Wednesday 7 January 2009

Extreme Weather, Histrionics & History

by Derry Nairn

Since visiting Japan, I've always wondered what an earthquake would do to London. I don't mean that in a malevolent way, rather, the human effects of a non-lethal earth tremor would make interesting anthropological viewing. After all, in Tokyo, anything registering below a 5 on the richter scale is generally met with a shrug. In such cases, in libraries and on public transport, my experience was that people rarely glanced up from their manga comics to register that the earth was shaking. I imagine that the effects of such an event would be very much different anywhere in the UK.

After all, natural disasters and extreme weather conditions have always received a bad press in this country. So mild is the climate that the public reaction here to extremes in weather and temperature always seem a touch histrionic. The current cold snap is no exception.

An article in today's Evening Standard screams:-
Southern England... was gripped by conditions colder than parts of Iceland and Greenland as temperatures fell close to minus 12C (10.4F).
(my italics)

Then, very quietly, a few paragraphs down the page, a forecaster informs us that, in fact:-
Southern England will still be coldest tonight but temperatures are unlikely to fall lower than minus 5C
(my italics)
Catherine Ostler hits the nail on the head elsewhere in the same edition:-
Russians in London say the cold here is worse than at home, because we are so mentally unprepared for it that we make it feel like a catastrophe, or an epidemic.

::::::::

_GIVEN TASK 1_.
In the extreme weather piece, what earthquake strength does the writer say is generally met with a shrug in Tokyo?
_GIVEN TASK 2_.
Resume the extreme weather piece after its last sentence, in the same voice.

::::::::

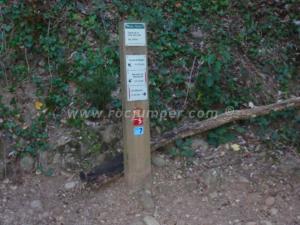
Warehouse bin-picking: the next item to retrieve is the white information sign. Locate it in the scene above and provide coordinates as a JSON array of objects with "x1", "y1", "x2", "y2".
[
  {"x1": 124, "y1": 23, "x2": 146, "y2": 46},
  {"x1": 126, "y1": 55, "x2": 148, "y2": 101}
]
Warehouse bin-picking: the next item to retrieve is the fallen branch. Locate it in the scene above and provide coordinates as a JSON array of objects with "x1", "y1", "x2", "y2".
[
  {"x1": 151, "y1": 97, "x2": 300, "y2": 151},
  {"x1": 80, "y1": 97, "x2": 300, "y2": 182}
]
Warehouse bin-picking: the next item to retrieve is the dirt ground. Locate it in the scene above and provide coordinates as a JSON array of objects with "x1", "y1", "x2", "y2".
[{"x1": 0, "y1": 146, "x2": 300, "y2": 225}]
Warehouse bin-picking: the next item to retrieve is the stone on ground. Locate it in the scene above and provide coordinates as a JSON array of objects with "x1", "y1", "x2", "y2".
[{"x1": 143, "y1": 216, "x2": 159, "y2": 225}]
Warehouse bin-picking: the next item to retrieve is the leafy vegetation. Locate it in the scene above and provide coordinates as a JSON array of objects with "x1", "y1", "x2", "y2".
[{"x1": 0, "y1": 0, "x2": 300, "y2": 158}]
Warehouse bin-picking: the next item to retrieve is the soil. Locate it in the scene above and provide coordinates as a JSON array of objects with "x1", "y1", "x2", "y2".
[{"x1": 0, "y1": 145, "x2": 300, "y2": 225}]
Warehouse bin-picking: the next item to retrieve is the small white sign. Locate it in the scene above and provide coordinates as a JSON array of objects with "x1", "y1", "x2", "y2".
[
  {"x1": 124, "y1": 23, "x2": 146, "y2": 46},
  {"x1": 127, "y1": 84, "x2": 148, "y2": 101},
  {"x1": 126, "y1": 55, "x2": 147, "y2": 71}
]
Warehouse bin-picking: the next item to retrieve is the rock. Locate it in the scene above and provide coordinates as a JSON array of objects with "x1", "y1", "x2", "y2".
[
  {"x1": 230, "y1": 144, "x2": 241, "y2": 152},
  {"x1": 140, "y1": 191, "x2": 155, "y2": 210},
  {"x1": 52, "y1": 153, "x2": 62, "y2": 165},
  {"x1": 270, "y1": 208, "x2": 278, "y2": 216},
  {"x1": 65, "y1": 181, "x2": 78, "y2": 190},
  {"x1": 151, "y1": 154, "x2": 167, "y2": 167},
  {"x1": 62, "y1": 153, "x2": 79, "y2": 170},
  {"x1": 143, "y1": 216, "x2": 159, "y2": 225},
  {"x1": 30, "y1": 200, "x2": 43, "y2": 209},
  {"x1": 191, "y1": 138, "x2": 209, "y2": 151},
  {"x1": 100, "y1": 125, "x2": 116, "y2": 144},
  {"x1": 265, "y1": 196, "x2": 275, "y2": 206},
  {"x1": 209, "y1": 191, "x2": 218, "y2": 199},
  {"x1": 191, "y1": 30, "x2": 204, "y2": 39},
  {"x1": 245, "y1": 222, "x2": 257, "y2": 225},
  {"x1": 131, "y1": 221, "x2": 145, "y2": 225},
  {"x1": 201, "y1": 169, "x2": 223, "y2": 188},
  {"x1": 39, "y1": 151, "x2": 48, "y2": 170},
  {"x1": 0, "y1": 159, "x2": 5, "y2": 180},
  {"x1": 55, "y1": 135, "x2": 72, "y2": 148},
  {"x1": 20, "y1": 155, "x2": 34, "y2": 172}
]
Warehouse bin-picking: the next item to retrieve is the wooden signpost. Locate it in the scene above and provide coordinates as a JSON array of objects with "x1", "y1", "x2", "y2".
[{"x1": 119, "y1": 22, "x2": 151, "y2": 189}]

::::::::

_WRITTEN REPLY 1_.
Anything registering below a 5 on the Richter scale.

_WRITTEN REPLY 2_.
In an piece from July 2007, our ex-editor Peter Furtado ruminated on the theme:-
One thing that history teaches us is a sense of proportion... When the Yellow River flooded in 1931, more than a million people died. In China, as in ancient Egypt, Mesopotamia and many other places, the need for a continual communal contribution to flood defences has shaped the development of society itself, and contributed to the development of a highly organised society. The fact that these have sometimes been overwhelmed, is tragic, but not the occasion for a loss of nerve.

Historically speaking, Britain and Ireland have had their fair share of freak acts of nature. I've selected here a few choice nuggets from the History Today Archive on the topic of the extremes of nature and humankind's reactions to it:-

The Great Smog F R E E
Devra Davis looks at the London Smog disaster of 1952-53.

The Lisbon Tsunami F R E E
Jenifer Roberts recalls the impact of an earlier tidal wave, which brought chaos and disaster to Portugal 250 years ago.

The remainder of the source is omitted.